WORK TO COMPLETE: Beginning with the line that contains "In this exercise you will spot the foliage", extract each line through the end of the listing below, with no additions or omissions.

START GIVEN DATA

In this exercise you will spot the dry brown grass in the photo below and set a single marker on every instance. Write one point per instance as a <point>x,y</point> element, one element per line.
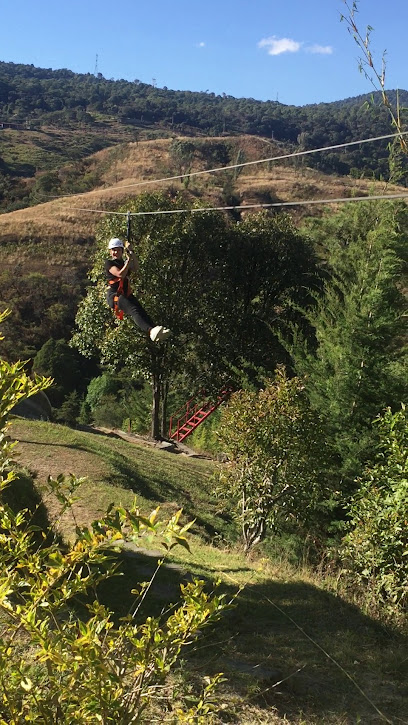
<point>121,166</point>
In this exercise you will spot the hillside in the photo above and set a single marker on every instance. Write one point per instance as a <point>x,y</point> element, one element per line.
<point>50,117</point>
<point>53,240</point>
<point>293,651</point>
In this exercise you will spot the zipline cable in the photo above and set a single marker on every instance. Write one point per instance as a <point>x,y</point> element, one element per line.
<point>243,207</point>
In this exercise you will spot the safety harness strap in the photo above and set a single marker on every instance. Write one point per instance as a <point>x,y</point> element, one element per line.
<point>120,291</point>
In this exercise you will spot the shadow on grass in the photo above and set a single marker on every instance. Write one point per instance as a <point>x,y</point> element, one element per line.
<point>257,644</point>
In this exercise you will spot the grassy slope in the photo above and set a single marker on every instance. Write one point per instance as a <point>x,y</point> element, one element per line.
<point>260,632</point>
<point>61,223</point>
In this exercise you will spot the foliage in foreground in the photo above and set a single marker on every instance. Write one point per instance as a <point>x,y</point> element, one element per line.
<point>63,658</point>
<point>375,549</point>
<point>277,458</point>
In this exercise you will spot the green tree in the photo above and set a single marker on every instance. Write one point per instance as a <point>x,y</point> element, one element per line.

END GIVEN DATA

RESPONSE BELOW:
In this exercise you will spot the foliage in foreground in the photo above and set a single marker on every instance. Write one point per instance as a <point>x,y</point> element, one element per line.
<point>63,658</point>
<point>375,549</point>
<point>277,458</point>
In this exercise you will spot the green tree in the photo above and set a single marker on every instance. Write one point per instance as a <point>x,y</point> element, one element per line.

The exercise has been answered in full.